= Text extract =
## begin
Star Wars: Bloodline - Review
When I first picked up Star Wars: Bloodline, the latest entry in a series of Disney-sanctioned Star Wars canon novels, I found myself thinking, "What the kriff is that backdrop of Darth Vader doing on the cover of the book? Why it isn't just Leia gracing the cover alone, since Bloodline is supposed to be Leia-centric? I realize that the ghost of Vader still hangs around in The Force Awakens, but still...how can Vader still be relevant in the politics of post-Galactic Empire-galaxy that warrants his image on the cover?"
Well, I'm pleased to report that my impatience for the answers were rewarded just beyond the second half of the book. And yet, this particular revelation with Vader was not the only juicy intel that I've gathered from this second Star Wars handiwork by Claudia Gray. In fact, Bloodline may be the very first Star Wars material out there that really spells out the origins of the 2 warring factions in Star Wars: Episode VII - The Force Awakens, which are the First Order and the New Republic/Resistance. Along the way, Bloodline paints a complimentary picture to the story in The Force Awakens, almost in a prequel fashion in its moments of political bickering, espionage, conflict of ideologies, relationships and good old fashioned stab-in-the-back, just like any elements you would find in other political thriller literature.
First thing first. Bloodline is a heavy material that relies on political tone, conspiracies and investigations with few action sequences in between. Action wise, it is definitely not Star Wars: Lords of the Sith or Star Wars: Aftermath. As I have mentioned, Bloodline is Leia-centric. You'll spend more time on the politics of the New Republic and following the trails of organized criminal empire and militants around the galaxy. A big chunk of the story is presented from Leia's point of view.
## end
= Problem details =
Answer these questions using the Bloodline review.
1. Whose image appears as a backdrop on the book's cover?
2. Which two factions' origins does the review say Bloodline spells out?
3. Which two Star Wars books does the review say Bloodline is not like in terms of action?

= Information provided =
## begin
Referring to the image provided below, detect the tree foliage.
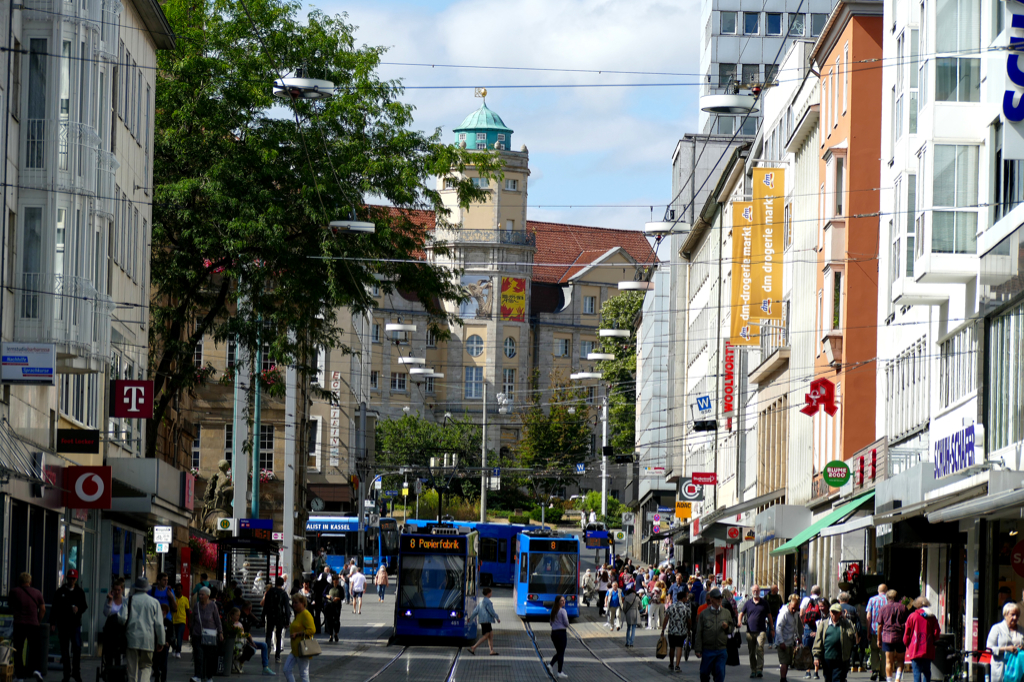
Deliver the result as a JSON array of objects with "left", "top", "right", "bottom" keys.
## end
= Result of the task =
1. Darth Vader's.
2. The First Order and the New Republic/Resistance.
3. Star Wars: Lords of the Sith and Star Wars: Aftermath.